** Aim of the task **
Leave the images aside and copy out the whole listing, exact to the word.

** Provided data **
==============================

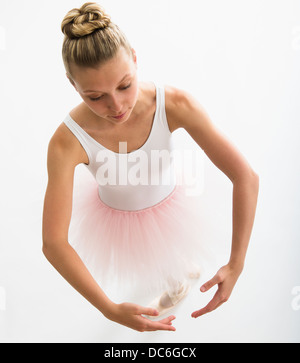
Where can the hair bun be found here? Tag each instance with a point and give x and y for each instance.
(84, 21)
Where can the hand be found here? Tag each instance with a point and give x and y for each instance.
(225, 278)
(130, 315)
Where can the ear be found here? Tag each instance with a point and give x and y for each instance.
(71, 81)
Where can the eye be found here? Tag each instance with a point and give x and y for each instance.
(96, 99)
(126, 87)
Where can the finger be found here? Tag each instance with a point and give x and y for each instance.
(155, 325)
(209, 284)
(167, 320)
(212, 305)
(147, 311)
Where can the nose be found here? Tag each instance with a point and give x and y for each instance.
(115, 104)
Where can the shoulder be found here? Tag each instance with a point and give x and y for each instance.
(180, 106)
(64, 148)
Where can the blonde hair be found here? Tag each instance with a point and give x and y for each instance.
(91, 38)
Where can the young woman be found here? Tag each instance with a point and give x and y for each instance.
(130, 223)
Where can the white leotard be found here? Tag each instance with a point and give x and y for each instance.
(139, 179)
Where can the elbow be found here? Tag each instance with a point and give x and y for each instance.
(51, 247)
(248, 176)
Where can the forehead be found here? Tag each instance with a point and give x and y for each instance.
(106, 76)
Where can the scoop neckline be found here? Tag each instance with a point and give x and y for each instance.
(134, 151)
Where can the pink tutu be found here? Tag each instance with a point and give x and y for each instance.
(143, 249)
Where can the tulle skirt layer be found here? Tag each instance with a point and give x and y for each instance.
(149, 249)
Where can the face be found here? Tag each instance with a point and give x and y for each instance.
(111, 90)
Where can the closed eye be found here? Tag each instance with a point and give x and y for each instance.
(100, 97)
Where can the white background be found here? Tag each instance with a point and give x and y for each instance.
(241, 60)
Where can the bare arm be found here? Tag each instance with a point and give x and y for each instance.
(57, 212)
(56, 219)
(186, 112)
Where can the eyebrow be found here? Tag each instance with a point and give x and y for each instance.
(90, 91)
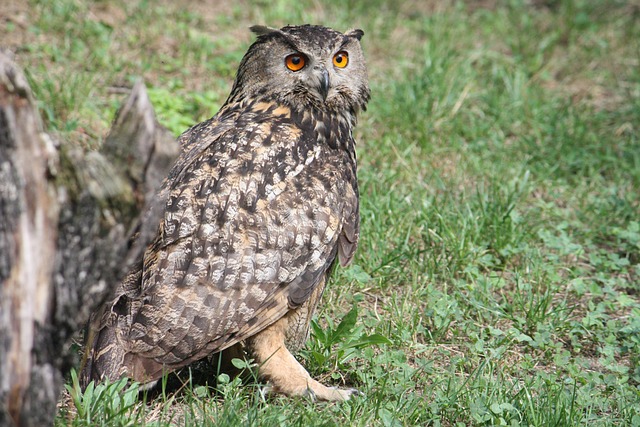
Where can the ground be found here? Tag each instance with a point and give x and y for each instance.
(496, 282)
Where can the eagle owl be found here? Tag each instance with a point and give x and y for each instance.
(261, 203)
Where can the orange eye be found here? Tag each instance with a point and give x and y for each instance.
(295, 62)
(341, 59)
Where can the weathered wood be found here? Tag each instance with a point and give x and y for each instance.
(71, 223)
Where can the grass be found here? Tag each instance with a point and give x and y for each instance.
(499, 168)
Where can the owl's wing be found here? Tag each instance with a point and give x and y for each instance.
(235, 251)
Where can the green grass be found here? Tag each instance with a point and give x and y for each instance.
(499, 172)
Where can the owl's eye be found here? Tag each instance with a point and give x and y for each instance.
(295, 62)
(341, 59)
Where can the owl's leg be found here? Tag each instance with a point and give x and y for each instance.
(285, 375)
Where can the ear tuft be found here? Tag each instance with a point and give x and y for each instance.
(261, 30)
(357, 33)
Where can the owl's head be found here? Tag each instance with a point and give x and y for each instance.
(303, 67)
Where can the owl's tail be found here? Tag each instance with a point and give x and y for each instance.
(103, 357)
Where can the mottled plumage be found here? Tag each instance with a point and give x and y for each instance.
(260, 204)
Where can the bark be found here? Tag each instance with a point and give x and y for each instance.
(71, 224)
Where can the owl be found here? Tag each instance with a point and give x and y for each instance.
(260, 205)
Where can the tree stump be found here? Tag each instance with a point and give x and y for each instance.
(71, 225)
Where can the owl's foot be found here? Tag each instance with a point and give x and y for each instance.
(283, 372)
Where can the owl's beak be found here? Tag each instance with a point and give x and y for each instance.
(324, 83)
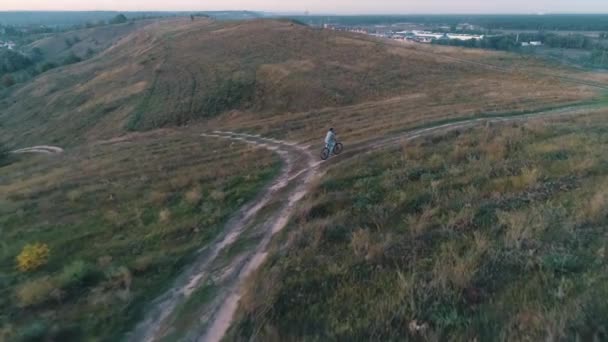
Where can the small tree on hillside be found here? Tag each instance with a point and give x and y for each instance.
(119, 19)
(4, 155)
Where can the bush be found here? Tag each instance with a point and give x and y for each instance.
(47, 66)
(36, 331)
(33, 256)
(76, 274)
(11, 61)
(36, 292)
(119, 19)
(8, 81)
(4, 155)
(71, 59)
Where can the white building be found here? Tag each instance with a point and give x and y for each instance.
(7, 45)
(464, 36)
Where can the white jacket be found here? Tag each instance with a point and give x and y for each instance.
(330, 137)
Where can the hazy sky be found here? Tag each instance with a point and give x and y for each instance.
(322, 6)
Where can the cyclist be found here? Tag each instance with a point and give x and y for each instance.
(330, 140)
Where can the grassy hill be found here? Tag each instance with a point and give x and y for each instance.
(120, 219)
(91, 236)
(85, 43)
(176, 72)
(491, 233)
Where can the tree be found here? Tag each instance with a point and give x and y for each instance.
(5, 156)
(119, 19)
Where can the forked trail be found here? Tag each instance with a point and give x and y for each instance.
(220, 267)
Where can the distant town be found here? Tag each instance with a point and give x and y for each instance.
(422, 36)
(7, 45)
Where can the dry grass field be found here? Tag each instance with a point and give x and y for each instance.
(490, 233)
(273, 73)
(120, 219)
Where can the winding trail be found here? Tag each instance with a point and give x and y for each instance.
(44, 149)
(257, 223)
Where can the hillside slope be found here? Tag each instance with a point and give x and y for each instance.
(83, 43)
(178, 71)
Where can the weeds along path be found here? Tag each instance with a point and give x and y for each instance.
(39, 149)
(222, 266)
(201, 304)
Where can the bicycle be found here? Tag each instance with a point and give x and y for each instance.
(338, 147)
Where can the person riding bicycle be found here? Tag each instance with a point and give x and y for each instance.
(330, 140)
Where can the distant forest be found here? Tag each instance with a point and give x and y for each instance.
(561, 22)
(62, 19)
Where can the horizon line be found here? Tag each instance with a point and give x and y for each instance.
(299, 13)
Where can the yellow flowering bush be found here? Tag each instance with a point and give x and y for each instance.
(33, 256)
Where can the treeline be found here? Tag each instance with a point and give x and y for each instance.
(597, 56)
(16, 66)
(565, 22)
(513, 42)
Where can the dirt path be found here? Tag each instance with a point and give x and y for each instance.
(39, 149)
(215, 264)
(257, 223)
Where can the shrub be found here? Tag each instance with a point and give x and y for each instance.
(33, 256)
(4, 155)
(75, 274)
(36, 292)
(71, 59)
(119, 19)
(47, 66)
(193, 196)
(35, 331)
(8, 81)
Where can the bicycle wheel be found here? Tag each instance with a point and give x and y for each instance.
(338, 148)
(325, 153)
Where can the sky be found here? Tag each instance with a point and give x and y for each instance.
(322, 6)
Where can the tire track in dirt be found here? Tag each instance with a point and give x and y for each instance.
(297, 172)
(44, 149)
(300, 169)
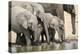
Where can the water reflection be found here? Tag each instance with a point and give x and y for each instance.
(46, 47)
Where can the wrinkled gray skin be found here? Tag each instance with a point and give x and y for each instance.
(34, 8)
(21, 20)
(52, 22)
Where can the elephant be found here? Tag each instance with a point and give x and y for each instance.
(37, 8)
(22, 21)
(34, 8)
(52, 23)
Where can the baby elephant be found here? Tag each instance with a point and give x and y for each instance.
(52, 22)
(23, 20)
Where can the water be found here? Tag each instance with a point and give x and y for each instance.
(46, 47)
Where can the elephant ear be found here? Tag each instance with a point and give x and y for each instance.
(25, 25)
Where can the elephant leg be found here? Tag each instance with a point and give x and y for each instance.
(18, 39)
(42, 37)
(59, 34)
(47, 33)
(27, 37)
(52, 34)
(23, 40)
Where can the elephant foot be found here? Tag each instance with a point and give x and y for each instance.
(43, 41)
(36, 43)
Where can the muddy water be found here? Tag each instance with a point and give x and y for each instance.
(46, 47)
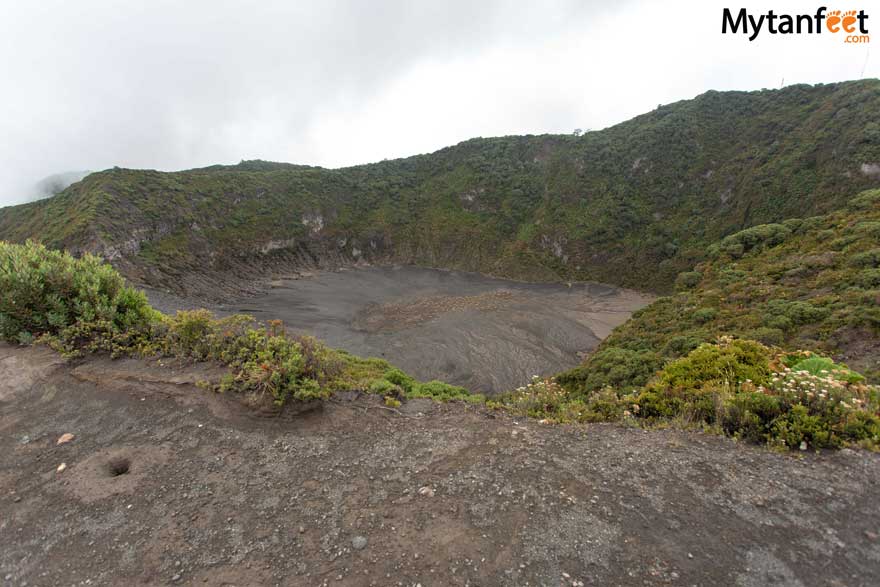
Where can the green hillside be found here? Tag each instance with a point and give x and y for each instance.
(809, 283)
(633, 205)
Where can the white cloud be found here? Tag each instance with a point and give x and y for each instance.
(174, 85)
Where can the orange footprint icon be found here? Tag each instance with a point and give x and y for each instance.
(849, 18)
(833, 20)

==============================

** The completed task **
Where can the hair bun be found here? Tag each instance with a point and give x and y for each instance.
(84, 21)
Where can the hand be found here? Tag each instance with a point and give x and y for each instance.
(225, 278)
(130, 315)
Where can the ear be found here? Tag each instance with a point and give x and y for each instance.
(71, 81)
Where can the eye be found here? Tag each instance with a point and give x and y for each instance.
(96, 99)
(126, 87)
Where can the finger be found here? Tag each instance with a point and give x and y for each instance.
(155, 325)
(209, 284)
(167, 320)
(212, 305)
(147, 311)
Where can the nose be found here? Tag each instance with a point and give x and y for each instance.
(115, 104)
Where can the shoulder be found here? Tag each instance with a point and give x and y for each instance.
(180, 106)
(64, 148)
Where can the blonde hair be found here? Tag each instance with a point and give x and y for each instance.
(91, 38)
Where can the young woman be found here? Tag each instance with a point and give x and y for each instance.
(130, 223)
Where can the white leotard be found here? Tag each instance with a point and give x and y for each instance.
(139, 179)
Where can the elbow be found here? Tag each instance with a point and give x and y for each instance.
(51, 247)
(248, 176)
Where can the forehead be found here? Tag each instance with a point and give x and y for each instance.
(106, 76)
Where can the scoop neckline be found here? Tag each instance with a point and give x and y for each instance.
(134, 151)
Where can the pink tutu be found here? Tag each instance with a point and give x and y for each instance.
(143, 249)
Where can the tulle skirt layer be found here? Tag each instance with a point and give x and y for each instance.
(149, 249)
Where can the face be found here? Tag each instance with a point and give x and y for each instance.
(111, 90)
Where can the closed eye be found here? Tag each instance with a point and give x and y for each instance.
(100, 97)
Where can the white background be found here? Tag each instance with a point and give x and y for each instance.
(241, 60)
Where can the bare arm be found here? Tag each instance with a point and give x and y for each instance.
(57, 212)
(56, 219)
(186, 112)
Where can the eyebrow be found here? Tag each instance with a point and give x and y for each instance.
(90, 91)
Where can the ground be found here? Tag each instance with a point and give x and y for each instance.
(496, 282)
Where can the eagle owl be found here? Tag each instance with a point and give x and y for each instance.
(261, 203)
Where can the orange eye be found here? Tag each instance with a point and give x and y for each instance.
(295, 62)
(341, 59)
Where can the weathered wood be found here? Tag each instance with a point and give x and y for each instance.
(71, 223)
Where can the grass be found here? Tag each instance with a point and give x and y for each instance.
(499, 168)
Where can the owl's wing be found here? Tag each instance with a point and give x and y for each instance.
(235, 251)
Where can the green grass be found here? Tag each instance with a point and give x and y for each instance.
(499, 172)
Where can the owl's eye be found here? Tag each instance with a point and give x and y for each instance.
(295, 62)
(341, 59)
Where can the owl's leg be found here? Tag each instance with a point and give x and y for each instance.
(285, 375)
Where can the ear tuft be found here? Tag each instance with a point and give x and y for each instance.
(261, 30)
(357, 33)
Where can the owl's head be found here? Tag each instance with a point and give x and y for each instance.
(303, 67)
Where can the owl's tail be found here? Tag each instance with a point and give x and y for each instance.
(103, 357)
Where can the mottled plumage be found here? Tag each instance with a point and give x and y for each instance.
(260, 204)
Where can the bark be found here? Tag each instance with a point and give x and y for each instance.
(71, 224)
Where can the owl be found here? Tag each instance with a point and give x and y for each instance.
(260, 205)
Where can the tree stump be found here? Tag each instance with a point and give x and y for each instance.
(71, 225)
Where can the owl's foot be found here? Tag each instance with a point and give x and y for each instance.
(283, 372)
Where can the owl's beak be found here? Tag each instance with a point and give x and y for each instance.
(324, 83)
Where can the small tree on hillside be found here? Tag each instance with a point and give x and y for each instance.
(119, 19)
(4, 155)
Where can the bush be found here? Tag each instance with a point and give x and y for each instance.
(47, 66)
(36, 331)
(33, 256)
(76, 274)
(11, 61)
(36, 292)
(119, 19)
(8, 81)
(4, 155)
(71, 59)
Where can the white building be found here? Tag each instance with a point and give x and y for each instance.
(7, 45)
(464, 36)
Where can the white jacket be found here? Tag each instance with a point and give x and y for each instance.
(330, 137)
Where can the hazy sky be found here? Tag each instance with a point and give x and y for each instance.
(322, 6)
Where can the cyclist be found here? Tag each instance with a point and give x and y for each instance.
(330, 140)
Where can the grassy hill be found here? Tag each instance with a point and give x and y for each instance.
(120, 219)
(91, 236)
(85, 43)
(176, 72)
(491, 233)
Where can the tree be found here? Tag each instance with a point and give x and y for each instance.
(5, 156)
(119, 19)
Where can the forked trail be found here? Tag each instance with a point and give x and y for each instance.
(220, 267)
Where can the distant town be found here? Tag each instance with a point and give x and y for each instance.
(422, 36)
(7, 45)
Where can the dry grass field be found here? Tag each instance with a point and give x and y for each instance.
(490, 233)
(273, 73)
(120, 219)
Where can the winding trail be found here? Tag each instance with a point and give x and y for each instance.
(44, 149)
(257, 223)
Where can the hillside slope be found here? Tag each instance with a point and give x and y for each instance.
(83, 43)
(178, 71)
Where can the weeds along path be found here? Tag each instance with a point and give x and y for each instance.
(39, 149)
(222, 266)
(201, 304)
Where can the bicycle be found here? Tag each instance with a point and give x and y for each instance.
(338, 147)
Where can the person riding bicycle be found here? Tag each instance with a point and give x and y for each instance.
(330, 140)
Where can the distant forest be found here? Tag each instance with a point and give x and y for each instance.
(561, 22)
(62, 19)
Where can the horizon line be found here? Tag each instance with a point and give x and y for each instance.
(299, 13)
Where can the yellow flowering bush be found here? Tag each instance with a point and give x and y for each instance.
(33, 256)
Where can the treeline be found here? Tag each instance with a point and give x and y for each instance.
(597, 56)
(16, 66)
(565, 22)
(513, 42)
Where can the dirt path be found here? Tag each instance with a point and give x and y for each instance.
(39, 149)
(215, 264)
(257, 223)
Where can the shrub be found here? Tag each instance with a point and give x and y for each instance.
(33, 256)
(4, 155)
(75, 274)
(36, 292)
(71, 59)
(119, 19)
(47, 66)
(193, 196)
(35, 331)
(8, 81)
Where can the bicycle wheel be found here? Tag each instance with a point and give x and y for each instance.
(338, 148)
(325, 153)
Where can the sky be found here? Tag each instance with a point and give x and y for each instance.
(322, 6)
Where can the tire track in dirt be found here? Tag each instance with a point and give x and y for each instance.
(297, 172)
(44, 149)
(300, 169)
Where can the water reflection be found here? Tag each instance with a point and give x and y for each instance.
(46, 47)
Where can the wrinkled gray skin be found here? Tag each instance with a point and give x and y for each instance.
(34, 8)
(21, 20)
(52, 22)
Where can the elephant be found here? Tag each instance with a point and give x and y for each instance.
(37, 8)
(22, 21)
(34, 8)
(52, 23)
Where can the baby elephant be found here? Tag each instance with a point and give x and y for each instance.
(52, 22)
(23, 20)
Where can the water be found here? Tag each instance with a point and give x and y for each instance.
(46, 47)
Where can the elephant ear be found here? Tag each instance with a point and give x and y for each instance.
(25, 25)
Where can the elephant leg be found here? Tag each instance with a point and give x and y for each instance.
(18, 39)
(42, 37)
(59, 34)
(47, 33)
(27, 37)
(52, 34)
(23, 40)
Where can the elephant foot be found here? Tag each instance with a point and give x and y for each instance.
(43, 41)
(36, 43)
Where can the muddy water be found here? Tag each instance with a point and give x and y for each instance.
(46, 47)
Where can the green hillside be found here? Tag each instance with a point and give x and y for each instance.
(809, 283)
(633, 205)
Where can the white cloud be found here? Tag each instance with a point and give x and y for each instance.
(174, 85)
Where can the orange footprint icon be found here? Tag each instance with a point and give x and y for each instance.
(849, 18)
(833, 20)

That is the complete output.